[GIVEN INSTRUCTION]:
Please put each line of the records, from the line containing "Practice. Spot the treeline" through the end of the records, into a Markdown table with the columns Number and Record line, leaving out any blank lines.

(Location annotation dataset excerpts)
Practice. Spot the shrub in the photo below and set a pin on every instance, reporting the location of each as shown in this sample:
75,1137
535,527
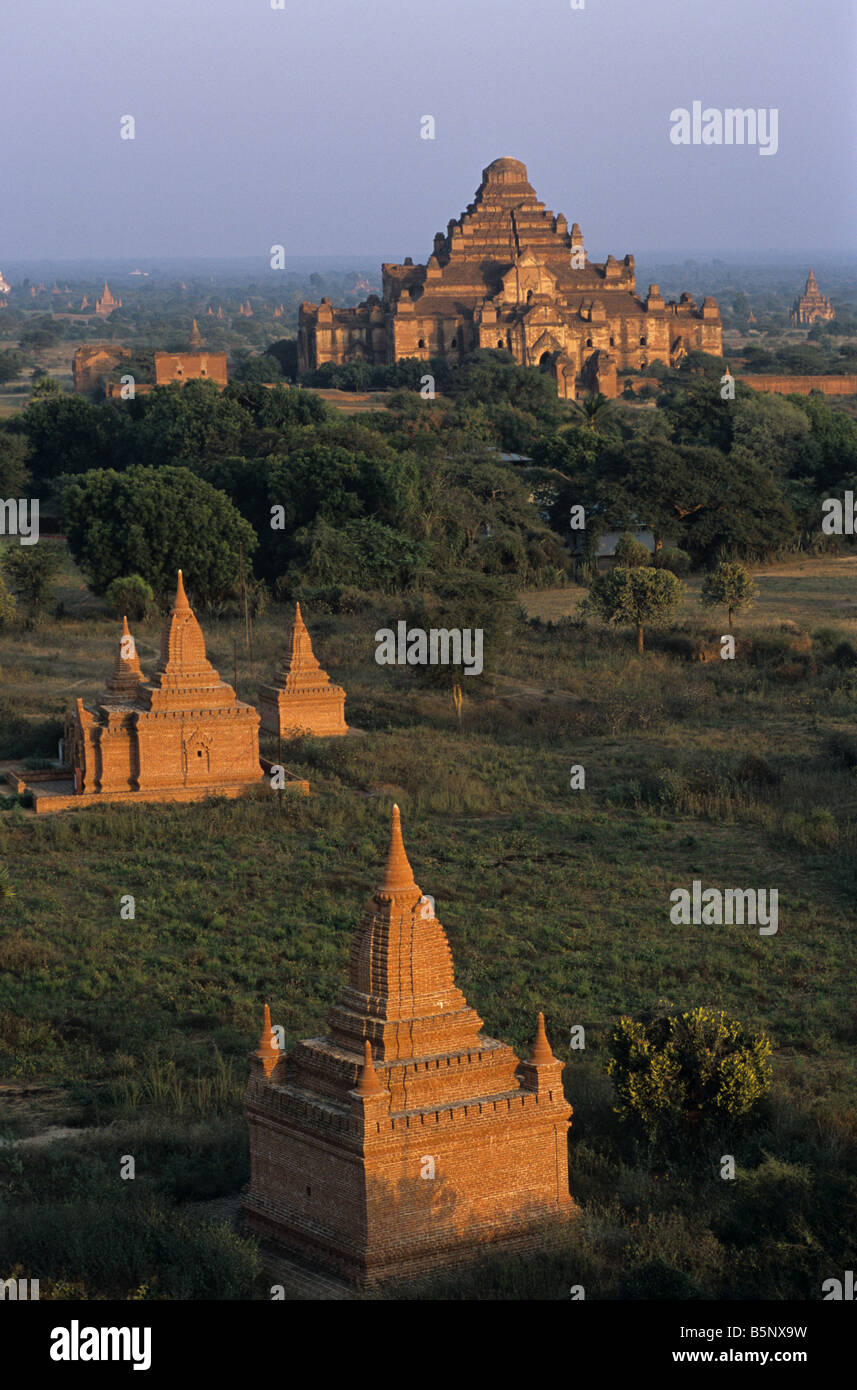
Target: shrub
631,552
728,585
672,559
657,1279
31,571
131,597
638,597
7,605
842,749
679,1075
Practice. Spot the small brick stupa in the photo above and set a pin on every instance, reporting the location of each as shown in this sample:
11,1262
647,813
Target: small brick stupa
302,699
406,1140
177,737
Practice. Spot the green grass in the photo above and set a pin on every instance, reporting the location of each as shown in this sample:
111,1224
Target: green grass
552,900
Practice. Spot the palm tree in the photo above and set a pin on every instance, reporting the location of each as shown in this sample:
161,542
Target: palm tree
595,407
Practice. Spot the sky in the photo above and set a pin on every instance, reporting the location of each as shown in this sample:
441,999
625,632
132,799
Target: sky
302,125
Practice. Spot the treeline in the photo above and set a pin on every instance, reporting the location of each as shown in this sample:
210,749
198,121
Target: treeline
422,489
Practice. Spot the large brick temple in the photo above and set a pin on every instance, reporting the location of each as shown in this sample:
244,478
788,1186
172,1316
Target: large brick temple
181,736
404,1140
511,274
302,698
811,307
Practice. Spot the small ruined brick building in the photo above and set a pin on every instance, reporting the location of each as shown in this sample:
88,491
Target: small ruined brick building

[OUTPUT FOR THIS TASK]:
| Number | Record line |
|---|---|
| 1 | Practice. Spot the treeline in the photo above and set a pin on every instance, reporting the location of each as shown in this sample: |
| 2 | 210,749 |
| 3 | 198,121 |
| 4 | Target: treeline |
| 5 | 422,489 |
| 6 | Practice. Spot the large brick temple in the photo above and set a pin on every instance, reporting the location of each as shown in this sample: |
| 7 | 244,478 |
| 8 | 788,1186 |
| 9 | 172,1316 |
| 10 | Target: large brick temple |
| 11 | 181,736 |
| 12 | 404,1140 |
| 13 | 511,274 |
| 14 | 302,698 |
| 15 | 811,307 |
| 16 | Practice. Spot the small ruined brick building in the photo above and set a pin on every instance, reporting the location of each as shown in this sample: |
| 17 | 88,491 |
| 18 | Target: small ruined brick building |